[Records from a point labeling set]
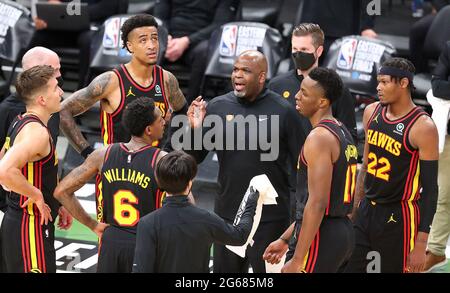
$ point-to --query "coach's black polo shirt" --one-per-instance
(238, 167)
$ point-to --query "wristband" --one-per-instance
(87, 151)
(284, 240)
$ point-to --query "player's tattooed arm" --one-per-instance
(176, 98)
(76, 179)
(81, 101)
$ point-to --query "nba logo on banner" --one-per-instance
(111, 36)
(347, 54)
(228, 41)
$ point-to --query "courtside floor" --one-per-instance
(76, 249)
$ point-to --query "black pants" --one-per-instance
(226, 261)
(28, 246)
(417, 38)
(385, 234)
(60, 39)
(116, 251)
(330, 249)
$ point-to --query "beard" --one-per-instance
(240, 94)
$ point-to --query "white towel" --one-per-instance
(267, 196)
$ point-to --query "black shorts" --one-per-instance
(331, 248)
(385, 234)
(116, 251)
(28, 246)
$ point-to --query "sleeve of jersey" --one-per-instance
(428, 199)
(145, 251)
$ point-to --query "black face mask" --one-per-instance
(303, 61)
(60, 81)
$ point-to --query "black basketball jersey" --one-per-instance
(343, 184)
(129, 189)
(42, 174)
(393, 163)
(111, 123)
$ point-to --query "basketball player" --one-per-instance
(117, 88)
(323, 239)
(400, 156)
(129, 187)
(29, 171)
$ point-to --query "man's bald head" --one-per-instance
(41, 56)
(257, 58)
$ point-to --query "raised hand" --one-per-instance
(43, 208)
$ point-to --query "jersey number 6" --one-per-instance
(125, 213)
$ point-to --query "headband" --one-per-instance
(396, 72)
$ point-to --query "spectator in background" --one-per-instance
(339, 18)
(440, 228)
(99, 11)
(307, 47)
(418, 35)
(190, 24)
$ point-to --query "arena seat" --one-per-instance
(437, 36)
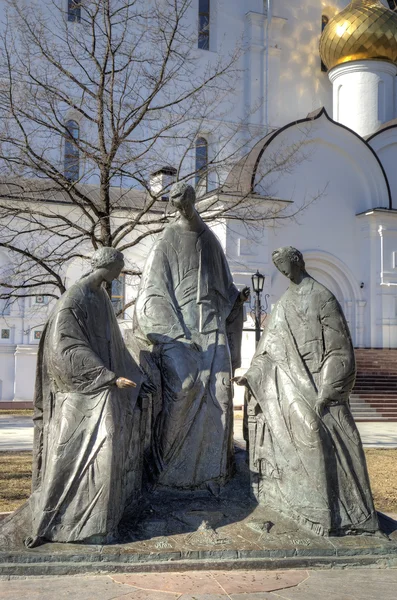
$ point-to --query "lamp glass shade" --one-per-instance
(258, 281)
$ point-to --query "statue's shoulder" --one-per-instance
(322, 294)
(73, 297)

---

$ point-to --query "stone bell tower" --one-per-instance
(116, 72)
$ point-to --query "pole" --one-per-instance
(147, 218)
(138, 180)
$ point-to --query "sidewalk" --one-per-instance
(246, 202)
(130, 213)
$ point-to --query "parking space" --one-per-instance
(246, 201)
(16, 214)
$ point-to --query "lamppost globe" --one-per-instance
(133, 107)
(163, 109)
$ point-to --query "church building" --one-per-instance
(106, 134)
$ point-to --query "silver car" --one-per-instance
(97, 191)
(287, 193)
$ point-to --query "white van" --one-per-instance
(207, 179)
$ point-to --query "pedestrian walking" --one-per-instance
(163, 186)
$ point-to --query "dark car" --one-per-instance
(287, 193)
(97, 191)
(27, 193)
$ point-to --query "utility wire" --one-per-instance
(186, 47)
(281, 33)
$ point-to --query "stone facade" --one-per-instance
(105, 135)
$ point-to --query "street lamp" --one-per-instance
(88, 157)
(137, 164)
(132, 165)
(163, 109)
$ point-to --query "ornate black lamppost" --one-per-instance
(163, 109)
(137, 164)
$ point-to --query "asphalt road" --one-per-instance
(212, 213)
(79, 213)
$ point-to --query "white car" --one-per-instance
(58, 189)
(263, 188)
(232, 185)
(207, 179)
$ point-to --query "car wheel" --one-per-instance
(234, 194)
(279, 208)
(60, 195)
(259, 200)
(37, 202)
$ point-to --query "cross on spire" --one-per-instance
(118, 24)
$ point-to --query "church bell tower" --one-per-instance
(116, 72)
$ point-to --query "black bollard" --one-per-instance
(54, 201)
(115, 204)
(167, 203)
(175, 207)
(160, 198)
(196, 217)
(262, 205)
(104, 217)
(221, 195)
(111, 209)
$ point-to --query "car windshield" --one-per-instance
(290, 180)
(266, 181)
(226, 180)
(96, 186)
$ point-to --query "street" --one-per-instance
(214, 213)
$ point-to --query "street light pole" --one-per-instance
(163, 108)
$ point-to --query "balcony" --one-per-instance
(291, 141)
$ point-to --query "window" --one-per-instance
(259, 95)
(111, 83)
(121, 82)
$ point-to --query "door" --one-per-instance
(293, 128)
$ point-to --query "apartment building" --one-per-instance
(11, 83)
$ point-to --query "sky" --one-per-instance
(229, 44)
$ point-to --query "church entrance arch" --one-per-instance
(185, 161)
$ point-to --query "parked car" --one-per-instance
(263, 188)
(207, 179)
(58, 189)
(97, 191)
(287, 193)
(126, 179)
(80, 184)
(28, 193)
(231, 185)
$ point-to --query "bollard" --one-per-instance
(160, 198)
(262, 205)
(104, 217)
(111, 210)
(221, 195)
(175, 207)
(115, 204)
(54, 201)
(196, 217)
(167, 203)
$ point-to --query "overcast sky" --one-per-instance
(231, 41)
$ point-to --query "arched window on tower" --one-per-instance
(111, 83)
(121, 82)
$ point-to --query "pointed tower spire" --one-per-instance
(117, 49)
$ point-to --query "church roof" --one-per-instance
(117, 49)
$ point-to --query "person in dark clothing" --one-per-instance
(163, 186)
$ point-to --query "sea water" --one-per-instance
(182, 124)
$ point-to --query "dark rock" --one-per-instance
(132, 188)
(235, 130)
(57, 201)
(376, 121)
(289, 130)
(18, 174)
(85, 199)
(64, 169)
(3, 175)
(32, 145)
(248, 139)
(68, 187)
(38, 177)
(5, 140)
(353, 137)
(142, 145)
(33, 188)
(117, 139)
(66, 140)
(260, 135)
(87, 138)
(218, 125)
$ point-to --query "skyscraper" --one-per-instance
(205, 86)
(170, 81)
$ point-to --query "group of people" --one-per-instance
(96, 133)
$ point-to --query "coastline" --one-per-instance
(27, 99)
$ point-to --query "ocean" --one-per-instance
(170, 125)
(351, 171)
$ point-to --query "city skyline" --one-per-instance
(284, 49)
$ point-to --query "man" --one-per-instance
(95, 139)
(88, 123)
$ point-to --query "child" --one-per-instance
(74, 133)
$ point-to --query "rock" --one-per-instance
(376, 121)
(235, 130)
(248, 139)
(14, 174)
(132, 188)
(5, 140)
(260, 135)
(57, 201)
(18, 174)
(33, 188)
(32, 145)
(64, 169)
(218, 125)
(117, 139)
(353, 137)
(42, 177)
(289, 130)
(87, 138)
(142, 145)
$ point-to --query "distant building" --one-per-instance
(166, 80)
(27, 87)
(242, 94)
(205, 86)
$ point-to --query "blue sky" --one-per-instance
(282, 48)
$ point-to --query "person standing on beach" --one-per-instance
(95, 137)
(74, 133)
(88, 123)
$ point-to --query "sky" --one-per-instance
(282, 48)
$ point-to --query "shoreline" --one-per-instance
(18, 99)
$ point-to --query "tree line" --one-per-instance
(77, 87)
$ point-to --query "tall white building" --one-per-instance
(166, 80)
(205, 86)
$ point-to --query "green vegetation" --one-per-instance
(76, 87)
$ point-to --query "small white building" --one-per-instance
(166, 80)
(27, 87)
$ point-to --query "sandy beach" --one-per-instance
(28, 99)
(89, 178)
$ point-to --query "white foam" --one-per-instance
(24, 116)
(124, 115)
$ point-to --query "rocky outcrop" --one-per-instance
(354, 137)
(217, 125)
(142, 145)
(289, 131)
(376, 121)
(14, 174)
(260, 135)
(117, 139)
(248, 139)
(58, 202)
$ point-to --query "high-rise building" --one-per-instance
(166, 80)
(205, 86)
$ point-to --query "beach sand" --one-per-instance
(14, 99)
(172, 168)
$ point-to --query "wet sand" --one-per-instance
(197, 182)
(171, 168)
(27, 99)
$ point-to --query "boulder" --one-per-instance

## Task to complete
Please pull out every row above that contains the word "window", copying each one in full.

## Written reply
$ point-to --query "window" --one-per-instance
$ point-to --query "arched window on tower" --one-per-instance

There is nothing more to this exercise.